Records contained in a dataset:
Start of Block

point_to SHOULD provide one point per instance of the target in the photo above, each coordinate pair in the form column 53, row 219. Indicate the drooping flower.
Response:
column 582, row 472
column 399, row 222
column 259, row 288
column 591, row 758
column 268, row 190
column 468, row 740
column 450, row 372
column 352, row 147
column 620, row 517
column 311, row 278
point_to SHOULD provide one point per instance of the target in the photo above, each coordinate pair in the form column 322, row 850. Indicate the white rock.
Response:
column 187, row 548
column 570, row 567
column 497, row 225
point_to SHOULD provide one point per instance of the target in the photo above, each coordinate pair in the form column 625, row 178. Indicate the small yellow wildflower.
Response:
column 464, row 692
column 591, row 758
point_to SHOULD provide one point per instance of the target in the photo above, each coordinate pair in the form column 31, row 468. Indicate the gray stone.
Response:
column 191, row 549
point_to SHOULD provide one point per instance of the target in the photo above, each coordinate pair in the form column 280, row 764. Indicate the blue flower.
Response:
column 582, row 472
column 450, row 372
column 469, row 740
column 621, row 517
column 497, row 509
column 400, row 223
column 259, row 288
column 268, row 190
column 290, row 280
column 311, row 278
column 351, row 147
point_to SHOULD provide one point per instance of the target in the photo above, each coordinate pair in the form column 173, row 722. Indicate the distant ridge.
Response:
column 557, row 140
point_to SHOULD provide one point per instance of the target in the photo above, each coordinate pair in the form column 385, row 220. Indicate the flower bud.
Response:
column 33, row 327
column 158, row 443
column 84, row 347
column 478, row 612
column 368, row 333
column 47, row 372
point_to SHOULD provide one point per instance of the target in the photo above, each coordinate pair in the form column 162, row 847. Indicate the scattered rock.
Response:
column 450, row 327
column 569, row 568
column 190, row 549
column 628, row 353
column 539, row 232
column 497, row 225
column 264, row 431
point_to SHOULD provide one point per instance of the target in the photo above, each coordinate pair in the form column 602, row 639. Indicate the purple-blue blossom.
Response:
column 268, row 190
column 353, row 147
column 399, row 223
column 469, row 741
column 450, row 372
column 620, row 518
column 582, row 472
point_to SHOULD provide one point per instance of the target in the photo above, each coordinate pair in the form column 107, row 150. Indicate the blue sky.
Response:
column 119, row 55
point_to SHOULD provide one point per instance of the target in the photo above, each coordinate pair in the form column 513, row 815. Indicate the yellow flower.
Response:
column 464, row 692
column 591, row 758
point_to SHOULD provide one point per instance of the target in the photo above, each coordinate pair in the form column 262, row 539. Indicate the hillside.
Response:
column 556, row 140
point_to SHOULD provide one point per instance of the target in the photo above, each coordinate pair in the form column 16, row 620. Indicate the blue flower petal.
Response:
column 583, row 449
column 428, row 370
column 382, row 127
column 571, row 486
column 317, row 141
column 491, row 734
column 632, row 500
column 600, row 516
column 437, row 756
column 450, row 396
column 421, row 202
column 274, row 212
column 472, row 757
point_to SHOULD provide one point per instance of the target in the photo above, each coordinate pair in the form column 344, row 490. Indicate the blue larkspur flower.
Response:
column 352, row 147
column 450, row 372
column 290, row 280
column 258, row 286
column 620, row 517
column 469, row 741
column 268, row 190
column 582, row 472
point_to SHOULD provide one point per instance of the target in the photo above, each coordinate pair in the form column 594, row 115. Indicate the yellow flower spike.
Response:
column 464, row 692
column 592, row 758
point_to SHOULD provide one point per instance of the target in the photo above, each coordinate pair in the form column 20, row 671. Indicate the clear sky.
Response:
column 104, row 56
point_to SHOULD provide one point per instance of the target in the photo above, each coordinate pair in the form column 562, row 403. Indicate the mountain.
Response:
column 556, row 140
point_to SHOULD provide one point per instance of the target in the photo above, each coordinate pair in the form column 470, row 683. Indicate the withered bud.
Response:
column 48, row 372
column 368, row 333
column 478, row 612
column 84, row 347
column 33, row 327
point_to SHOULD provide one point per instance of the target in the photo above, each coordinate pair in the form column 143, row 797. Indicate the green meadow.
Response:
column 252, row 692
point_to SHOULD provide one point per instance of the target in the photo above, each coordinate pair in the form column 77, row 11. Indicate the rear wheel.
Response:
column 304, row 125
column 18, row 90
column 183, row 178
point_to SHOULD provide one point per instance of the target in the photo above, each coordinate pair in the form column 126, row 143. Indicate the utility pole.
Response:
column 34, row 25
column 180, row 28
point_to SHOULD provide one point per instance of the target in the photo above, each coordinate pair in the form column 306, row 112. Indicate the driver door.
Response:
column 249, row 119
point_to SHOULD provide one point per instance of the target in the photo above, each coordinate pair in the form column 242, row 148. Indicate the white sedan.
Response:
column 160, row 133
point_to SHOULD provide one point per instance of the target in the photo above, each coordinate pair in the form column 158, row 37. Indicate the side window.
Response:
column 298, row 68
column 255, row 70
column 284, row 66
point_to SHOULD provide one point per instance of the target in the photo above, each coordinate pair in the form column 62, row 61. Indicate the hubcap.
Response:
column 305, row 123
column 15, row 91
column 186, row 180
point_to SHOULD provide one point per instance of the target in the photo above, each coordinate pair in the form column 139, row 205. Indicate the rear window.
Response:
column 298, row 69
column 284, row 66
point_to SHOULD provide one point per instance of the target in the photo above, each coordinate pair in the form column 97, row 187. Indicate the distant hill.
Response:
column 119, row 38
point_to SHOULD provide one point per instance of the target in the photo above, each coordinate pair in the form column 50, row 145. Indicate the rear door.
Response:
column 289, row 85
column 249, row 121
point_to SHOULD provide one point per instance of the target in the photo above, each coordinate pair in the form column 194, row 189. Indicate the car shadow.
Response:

End of Block

Keeping each line exactly as it is, retype all of the data.

point_to SHOULD provide one point per instance of the target in the photo above, each coordinate pair in the form column 53, row 219. Indicate the drooping flower.
Response:
column 582, row 472
column 399, row 222
column 259, row 288
column 591, row 758
column 268, row 190
column 468, row 740
column 450, row 372
column 352, row 147
column 620, row 517
column 311, row 278
point_to SHOULD provide one point per instance of the target in the photo above, each coordinate pair in the form column 322, row 850. Indicate the white rock.
Response:
column 187, row 548
column 570, row 567
column 497, row 225
point_to SHOULD provide one point per instance of the target in the photo above, each coordinate pair in the form column 625, row 178. Indicate the small yellow wildflower.
Response:
column 464, row 692
column 591, row 758
point_to SHOULD provide one point per instance of the target in the photo above, each coordinate pair in the form column 31, row 468. Indicate the gray stone.
Response:
column 191, row 549
point_to SHOULD provide one point per instance of the target in the photo above, each coordinate pair in the form column 280, row 764. Indicate the blue flower.
Response:
column 582, row 472
column 450, row 372
column 469, row 740
column 621, row 517
column 497, row 509
column 400, row 223
column 259, row 288
column 268, row 190
column 290, row 280
column 311, row 278
column 351, row 147
point_to SHOULD provide one point per instance of the target in the photo above, each coordinate pair in the form column 173, row 722. Indicate the distant ridge.
Response:
column 557, row 140
point_to SHOULD provide one point per instance of the target in the photo above, each coordinate pair in the form column 385, row 220. Indicate the flower bud.
Response:
column 33, row 327
column 158, row 443
column 84, row 347
column 478, row 612
column 368, row 333
column 47, row 372
point_to SHOULD provide one point per instance of the target in the photo above, each coordinate pair in the form column 162, row 847. Indicate the scattered rock.
Response:
column 450, row 327
column 569, row 568
column 190, row 549
column 628, row 353
column 539, row 232
column 497, row 225
column 264, row 431
point_to SHOULD provide one point per instance of the target in the photo above, each coordinate pair in the form column 602, row 639. Indicate the purple-blue blossom.
Response:
column 268, row 190
column 353, row 147
column 399, row 223
column 469, row 741
column 450, row 372
column 620, row 518
column 582, row 472
point_to SHOULD provide one point per instance of the target in the photo above, each coordinate pair in the form column 107, row 150. Indicate the blue sky.
Response:
column 119, row 55
point_to SHOULD provide one point per instance of the target in the photo above, each coordinate pair in the form column 513, row 815. Indicate the yellow flower.
Response:
column 464, row 692
column 591, row 758
point_to SHOULD provide one point per instance of the target in the photo above, each coordinate pair in the form column 262, row 539. Indicate the hillside.
Response:
column 556, row 140
point_to SHOULD provide one point per instance of the target in the photo above, each coordinate pair in the form column 16, row 620. Indicate the blue flower petal.
Response:
column 583, row 449
column 428, row 370
column 382, row 127
column 571, row 486
column 317, row 141
column 491, row 734
column 632, row 500
column 600, row 516
column 437, row 756
column 450, row 396
column 421, row 202
column 274, row 212
column 472, row 757
point_to SHOULD provide one point per instance of the target in the photo above, each coordinate pair in the form column 344, row 490. Indicate the blue larkspur flower.
Response:
column 352, row 147
column 450, row 372
column 290, row 280
column 258, row 286
column 620, row 517
column 469, row 741
column 268, row 190
column 582, row 472
point_to SHOULD provide one point per instance of the target in the photo above, each coordinate pair in the form column 594, row 115. Indicate the yellow flower spike.
Response:
column 464, row 692
column 592, row 758
point_to SHOULD provide one point per instance of the target in the photo above, each coordinate pair in the form column 20, row 671. Indicate the clear sky.
Response:
column 104, row 56
point_to SHOULD provide one point per instance of the target in the photo above, each coordinate pair in the form column 562, row 403. Indicate the mountain.
Response:
column 556, row 140
point_to SHOULD provide one point per instance of the target in the photo above, each coordinate pair in the form column 470, row 683. Indicate the withered bud.
Response:
column 48, row 372
column 368, row 333
column 478, row 612
column 84, row 347
column 33, row 327
point_to SHOULD provide one point per instance of the target in the photo above, each coordinate pair in the form column 143, row 797. Indicate the green meadow.
Response:
column 252, row 692
point_to SHOULD provide one point per instance of the target in the photo above, each coordinate pair in the form column 77, row 11. Indicate the rear wheel.
Response:
column 304, row 125
column 18, row 90
column 183, row 178
point_to SHOULD provide one point per instance of the target in the photo above, each coordinate pair in the form column 126, row 143. Indicate the utility pole.
Response:
column 34, row 25
column 180, row 28
point_to SHOULD provide one point per instance of the target in the photo above, each coordinate pair in the form column 306, row 112. Indicate the driver door.
Response:
column 249, row 119
point_to SHOULD provide one point per instance of the target in the photo above, each coordinate pair in the form column 242, row 148. Indicate the white sedan.
Response:
column 160, row 133
point_to SHOULD provide one point per instance of the target in the photo above, each coordinate pair in the form column 158, row 37. Indicate the side window.
Response:
column 298, row 68
column 255, row 70
column 284, row 66
point_to SHOULD provide one point per instance of the target in the photo above, each coordinate pair in the form column 62, row 61. Indicate the hubcap.
Response:
column 305, row 123
column 15, row 91
column 186, row 180
point_to SHOULD provide one point per instance of the target in the photo above, each coordinate pair in the form column 139, row 205. Indicate the rear window.
Response:
column 298, row 69
column 284, row 66
point_to SHOULD provide one point per instance of the target in the photo above, each coordinate pair in the form column 97, row 187. Indicate the distant hill.
Response:
column 119, row 38
point_to SHOULD provide one point per instance of the target in the photo above, each coordinate pair in the form column 50, row 145. Indicate the rear door.
Response:
column 289, row 85
column 249, row 121
point_to SHOULD provide one point per instance of the target in the photo above, each coordinate pair in the form column 194, row 189. Indicate the car shadow.
Response:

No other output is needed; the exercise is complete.